• [Goal of the exercise]: Will you quote all of the entries, word for word?

• [Data listing]:
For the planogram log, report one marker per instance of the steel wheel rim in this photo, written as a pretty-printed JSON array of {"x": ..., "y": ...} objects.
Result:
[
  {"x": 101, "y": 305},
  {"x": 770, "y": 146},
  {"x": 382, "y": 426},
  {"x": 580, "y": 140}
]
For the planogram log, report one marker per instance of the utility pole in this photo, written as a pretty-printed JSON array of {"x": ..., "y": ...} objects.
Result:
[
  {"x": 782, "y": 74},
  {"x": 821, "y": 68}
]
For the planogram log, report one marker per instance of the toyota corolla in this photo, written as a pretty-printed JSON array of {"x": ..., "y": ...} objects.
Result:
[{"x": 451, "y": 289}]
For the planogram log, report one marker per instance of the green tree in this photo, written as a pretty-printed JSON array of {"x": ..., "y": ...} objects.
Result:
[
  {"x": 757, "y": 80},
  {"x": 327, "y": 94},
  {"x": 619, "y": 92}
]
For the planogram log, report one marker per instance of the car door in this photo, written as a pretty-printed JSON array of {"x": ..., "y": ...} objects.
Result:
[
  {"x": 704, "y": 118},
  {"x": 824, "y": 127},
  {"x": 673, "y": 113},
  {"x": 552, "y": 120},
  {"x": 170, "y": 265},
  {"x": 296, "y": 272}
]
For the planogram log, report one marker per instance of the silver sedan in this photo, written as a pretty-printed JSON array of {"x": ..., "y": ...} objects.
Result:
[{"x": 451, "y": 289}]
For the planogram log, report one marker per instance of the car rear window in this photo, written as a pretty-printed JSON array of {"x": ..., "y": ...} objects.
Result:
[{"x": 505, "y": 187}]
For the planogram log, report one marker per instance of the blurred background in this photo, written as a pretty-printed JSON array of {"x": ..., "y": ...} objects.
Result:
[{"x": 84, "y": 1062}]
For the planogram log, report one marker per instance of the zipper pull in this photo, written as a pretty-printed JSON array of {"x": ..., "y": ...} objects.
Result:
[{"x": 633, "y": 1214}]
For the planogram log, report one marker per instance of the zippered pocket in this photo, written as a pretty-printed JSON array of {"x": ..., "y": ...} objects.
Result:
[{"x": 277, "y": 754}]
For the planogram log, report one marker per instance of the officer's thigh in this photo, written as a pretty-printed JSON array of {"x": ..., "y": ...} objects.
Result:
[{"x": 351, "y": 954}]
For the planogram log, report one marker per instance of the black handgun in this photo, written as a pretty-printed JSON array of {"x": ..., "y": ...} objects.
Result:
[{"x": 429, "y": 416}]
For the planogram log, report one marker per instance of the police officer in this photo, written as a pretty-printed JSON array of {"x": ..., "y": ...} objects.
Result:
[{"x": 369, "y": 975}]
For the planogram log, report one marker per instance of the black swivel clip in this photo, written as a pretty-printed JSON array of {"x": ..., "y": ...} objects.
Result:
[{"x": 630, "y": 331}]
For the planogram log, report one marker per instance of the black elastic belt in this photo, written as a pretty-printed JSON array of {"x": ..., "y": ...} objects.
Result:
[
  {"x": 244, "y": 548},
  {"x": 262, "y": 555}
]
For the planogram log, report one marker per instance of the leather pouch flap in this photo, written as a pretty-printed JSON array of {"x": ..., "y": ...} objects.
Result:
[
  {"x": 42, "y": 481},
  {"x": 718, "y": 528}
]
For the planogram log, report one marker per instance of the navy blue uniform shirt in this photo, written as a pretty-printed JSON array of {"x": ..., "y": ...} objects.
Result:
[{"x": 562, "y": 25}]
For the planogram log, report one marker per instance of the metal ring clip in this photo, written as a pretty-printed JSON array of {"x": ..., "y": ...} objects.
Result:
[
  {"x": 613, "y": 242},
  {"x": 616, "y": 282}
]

• [Solution to the problem]:
For the planogram log, report one marker per instance of the steel wheel rim in this photo, written as a pretty-printed JSON array of {"x": ..., "y": ...} objects.
Result:
[
  {"x": 101, "y": 305},
  {"x": 770, "y": 146},
  {"x": 382, "y": 426},
  {"x": 580, "y": 140}
]
For the planogram log, report one marker per instance of the utility pole in this photo, written as a pretty-printed JSON array of {"x": ..., "y": ...} objects.
Result:
[
  {"x": 782, "y": 74},
  {"x": 821, "y": 68}
]
For the planogram log, report one marker per instance of the toyota corolla in this photo, written as a pretty-printed JSON array of {"x": ..., "y": ...} objects.
Result:
[{"x": 451, "y": 289}]
For the planogram log, report one marker per instance of the green tree in this photo, written as a pretty-printed JSON array of {"x": ..., "y": ...} objects.
Result:
[
  {"x": 757, "y": 80},
  {"x": 327, "y": 94},
  {"x": 619, "y": 92}
]
For the planogram log, report one marker per instance of the car door in this photo, written as a pretty-printed JSON array of {"x": ..., "y": ...} objects.
Result:
[
  {"x": 704, "y": 118},
  {"x": 824, "y": 127},
  {"x": 673, "y": 113},
  {"x": 552, "y": 120},
  {"x": 170, "y": 265},
  {"x": 296, "y": 272}
]
For the planogram log, report one marker per instance of the silver sedan in this photo, written as a pretty-printed JSON array of {"x": ..., "y": ...} objects.
Result:
[{"x": 451, "y": 289}]
For the planogram log, report one marker per instance of the car rear window in this photo, written as a pretty-printed JSON array of {"x": ..., "y": ...} objects.
Result:
[{"x": 505, "y": 187}]
For the planogram log, report one marker per instance of the blurred background in this photo, written as a pretty-printed JSON array of {"x": ..., "y": ...} objects.
Result:
[{"x": 84, "y": 1062}]
For the planogram log, report one marker per instance of the zipper pull in this photo, written as a pretty-printed JSON array of {"x": ..., "y": ...} objects.
Result:
[{"x": 633, "y": 1214}]
For the planogram log, report one marker per instance of the zippered pocket in this photo, written as a pretty-printed JSON array of {"x": ..., "y": ...} objects.
Result:
[{"x": 277, "y": 754}]
For the planogram log, report one marker per instance of the officer's thigh in this photo, written as a pretty-printed JSON array of {"x": ..., "y": ...} objects.
Result:
[{"x": 351, "y": 954}]
For the planogram log, report one marker per instance of the black handgun in this photo, written as a pretty-printed JSON array of {"x": ..., "y": ...} objects.
Result:
[{"x": 429, "y": 416}]
For the planogram log, report one marker per instance of the police officer in this photo, written as a pretty-printed JSON array of {"x": ..., "y": ...} objects.
Result:
[{"x": 369, "y": 975}]
For the planogram log, report one marker per instance of the black swivel clip in this photo, written as a pretty-printed JSON array of {"x": ..., "y": ...} objects.
Result:
[{"x": 630, "y": 331}]
For the planogram log, report one marker per instance of the black elastic belt in this photo, written as a pretty-printed JSON array of {"x": ..., "y": ...} objects.
Result:
[
  {"x": 244, "y": 548},
  {"x": 262, "y": 555}
]
For the planogram log, report one marker per instance of the leather pouch flap in this photo, written as a pretty-printed JSON array of {"x": ..., "y": ...} objects.
Result:
[
  {"x": 42, "y": 481},
  {"x": 718, "y": 528}
]
For the planogram log, report one marker per instance of the navy blue uniform shirt in this photo, written as a pretty-printed JSON array of {"x": ..., "y": ...} objects.
Result:
[{"x": 562, "y": 25}]
For the planogram log, report one marker per instance of the metal ring clip in this photo, written as a pretty-printed JSON array of {"x": ..., "y": ...} objects.
Result:
[
  {"x": 613, "y": 242},
  {"x": 616, "y": 282}
]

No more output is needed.